■ PROVIDED DATA ■
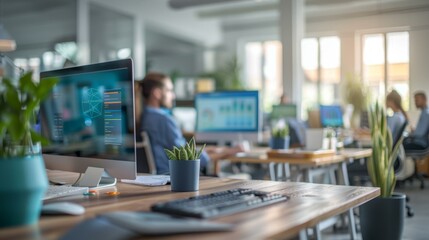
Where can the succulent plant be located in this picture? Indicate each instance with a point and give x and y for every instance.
(381, 164)
(186, 152)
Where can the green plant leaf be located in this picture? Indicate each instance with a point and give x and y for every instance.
(176, 152)
(38, 138)
(200, 152)
(15, 129)
(183, 154)
(170, 154)
(11, 95)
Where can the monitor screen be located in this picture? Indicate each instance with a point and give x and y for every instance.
(331, 116)
(89, 117)
(228, 111)
(283, 111)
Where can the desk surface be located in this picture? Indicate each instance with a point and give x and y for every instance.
(346, 154)
(308, 204)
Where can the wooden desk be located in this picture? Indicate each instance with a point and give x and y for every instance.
(309, 204)
(308, 167)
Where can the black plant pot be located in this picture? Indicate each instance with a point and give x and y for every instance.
(383, 218)
(279, 143)
(185, 175)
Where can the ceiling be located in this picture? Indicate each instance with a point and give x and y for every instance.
(237, 11)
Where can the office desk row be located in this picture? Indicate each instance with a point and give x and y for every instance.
(308, 205)
(308, 167)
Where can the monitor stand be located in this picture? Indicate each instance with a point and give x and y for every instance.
(96, 178)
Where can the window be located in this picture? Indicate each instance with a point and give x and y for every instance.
(386, 65)
(321, 60)
(263, 70)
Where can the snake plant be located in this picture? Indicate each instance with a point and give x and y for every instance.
(186, 152)
(19, 102)
(384, 154)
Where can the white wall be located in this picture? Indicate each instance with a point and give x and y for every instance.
(181, 23)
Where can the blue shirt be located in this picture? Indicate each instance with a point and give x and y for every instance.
(422, 128)
(395, 122)
(164, 133)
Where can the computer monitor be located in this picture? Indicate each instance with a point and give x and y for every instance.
(331, 116)
(228, 116)
(283, 111)
(88, 119)
(186, 117)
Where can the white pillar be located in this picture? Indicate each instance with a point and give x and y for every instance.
(83, 56)
(139, 54)
(292, 29)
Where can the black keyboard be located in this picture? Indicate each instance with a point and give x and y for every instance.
(219, 203)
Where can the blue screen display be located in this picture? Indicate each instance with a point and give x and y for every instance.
(90, 113)
(331, 116)
(228, 111)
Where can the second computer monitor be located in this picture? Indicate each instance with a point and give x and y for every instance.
(228, 116)
(331, 116)
(283, 111)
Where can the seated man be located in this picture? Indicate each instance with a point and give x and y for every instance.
(418, 139)
(163, 131)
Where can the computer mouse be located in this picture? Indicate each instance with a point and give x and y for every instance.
(62, 208)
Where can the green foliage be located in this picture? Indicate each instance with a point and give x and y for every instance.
(280, 132)
(227, 77)
(18, 105)
(329, 133)
(380, 165)
(187, 152)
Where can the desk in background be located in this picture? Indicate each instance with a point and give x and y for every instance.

■ DIRECTIONS FOR THIS TASK ■
Please repeat all of the material above word for word, leaving out the pictures.

■ RESULT OF THE EXERCISE ■
Where can the succulent plant be located in this picture? Indicate each instance with a point and give x and y for every instance.
(381, 164)
(186, 152)
Where can the green plant leaf be located in this picture? Indicate each instance with a point and give x and y for every instance.
(176, 152)
(38, 138)
(200, 152)
(15, 129)
(183, 154)
(170, 154)
(11, 95)
Where can the monitor screen be located in this picture? Indicate each instance with a point and give x and y for every instance.
(331, 116)
(89, 117)
(228, 111)
(283, 111)
Where can the desk surface be located in this picture? Indicate each instance with a point and give x and y for every instance.
(346, 154)
(308, 204)
Where can the wooden desk be located in this picture? Indicate each instance with a point and give x and y for every instance.
(309, 204)
(308, 167)
Where can the black plant pot be located in this picture? Indicate each instance with a point and give x and y for every instance.
(383, 218)
(279, 143)
(185, 175)
Where can the ceiling be located in this picture? Indicate each instance with a point and give x and y for every instance.
(237, 11)
Where can the office desk row be located in this picture? Indicate each instance with a point and give x and y for every instance.
(308, 205)
(308, 167)
Where can the monitor stand be located in this picture? Indicate each instance with a point and give x and y for every instance.
(96, 178)
Where can the window be located in this picture? Indicate each instance with a point and give x and y for every instance.
(386, 65)
(321, 60)
(263, 70)
Where can the snake plant be located in this picture? Indicate each instance with a point and give x and y for every instance.
(186, 152)
(19, 102)
(384, 154)
Where can the white wall be located in this picture? Indicate each instance with a point and give x and y for every instance.
(181, 23)
Where can the blue shirt be located in this picture? Indicate each instance with a point and give x and y for every instance.
(422, 128)
(395, 122)
(164, 133)
Where can the computer monitor be located in this picture? Indicate each instance with a point and give x and y for every instance.
(331, 116)
(228, 116)
(283, 111)
(88, 119)
(186, 117)
Where can the white pillar be located in this picture? Indicate each instance with a point and give x and y for every instance.
(83, 56)
(139, 54)
(292, 29)
Where can the black keyboard be located in this picture? Indicate each instance with a point and give x and y for every instance.
(219, 203)
Where can the blue screen display be located in this picture? Indicate each instance with a point and give x and y for every instance.
(90, 113)
(331, 116)
(228, 111)
Where can the second computer monitor be located in this picture? Indicate each instance with a point and give x and y for every instance.
(228, 116)
(331, 116)
(283, 111)
Where can the seated man be located in this picture? Indicate each instance with a point and give x and y for every instance.
(418, 139)
(163, 131)
Where can the computer mouse be located in this picture? Indicate each instance with a point and give x and y for every instance.
(62, 208)
Where can the green foliage be located in this picture? Indicate each instance with a point and give x and y for every instance.
(280, 132)
(227, 77)
(18, 105)
(329, 133)
(380, 165)
(187, 152)
Where can the desk in background be located in this picture? Indicate each instance with a point and give x and y for every instance.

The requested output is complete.